## start RECORDS FOR THE EXERCISE

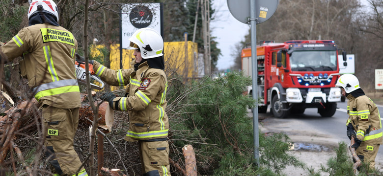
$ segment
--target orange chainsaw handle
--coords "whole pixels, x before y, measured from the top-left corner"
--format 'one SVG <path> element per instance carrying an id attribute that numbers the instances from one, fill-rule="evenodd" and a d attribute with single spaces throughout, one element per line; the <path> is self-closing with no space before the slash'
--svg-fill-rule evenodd
<path id="1" fill-rule="evenodd" d="M 81 61 L 75 61 L 75 65 L 76 65 L 85 69 L 85 63 Z M 91 75 L 94 75 L 95 72 L 94 70 L 93 70 L 93 65 L 90 64 L 88 64 L 88 65 L 89 65 L 89 72 L 90 72 Z"/>

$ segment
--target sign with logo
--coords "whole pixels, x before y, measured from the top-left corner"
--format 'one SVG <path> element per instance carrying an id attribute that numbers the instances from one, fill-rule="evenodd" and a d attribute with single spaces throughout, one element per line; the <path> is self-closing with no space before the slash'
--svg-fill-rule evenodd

## end RECORDS FOR THE EXERCISE

| SHORT EXERCISE |
Copy out every line of these records word for word, leaving out the pictures.

| RESPONSE TO THIS EXERCISE |
$ segment
--target orange chainsaw handle
--coords "whole pixels, x before y, measured from the top-left corner"
--format 'one SVG <path> element per instance carrying an id attribute that numbers the instances from one, fill-rule="evenodd" and a d attribute with single spaces throughout, one element per line; the <path> is self-closing with no space before the slash'
--svg-fill-rule evenodd
<path id="1" fill-rule="evenodd" d="M 81 61 L 75 61 L 75 65 L 76 65 L 85 69 L 85 63 Z M 91 75 L 94 75 L 95 72 L 94 70 L 93 70 L 93 65 L 90 64 L 88 64 L 88 65 L 89 65 L 89 72 L 90 72 Z"/>

$ segment
--target sign with logo
--coords "whole pixels, x before y, measured from the top-left corner"
--format 'one SVG <path> element per instance carrying an id attribute that numbers the instances from one, fill-rule="evenodd" and a d attribute with single spaces throughout, one element per line; the <path> is self-closing with no space before the slash'
--svg-fill-rule evenodd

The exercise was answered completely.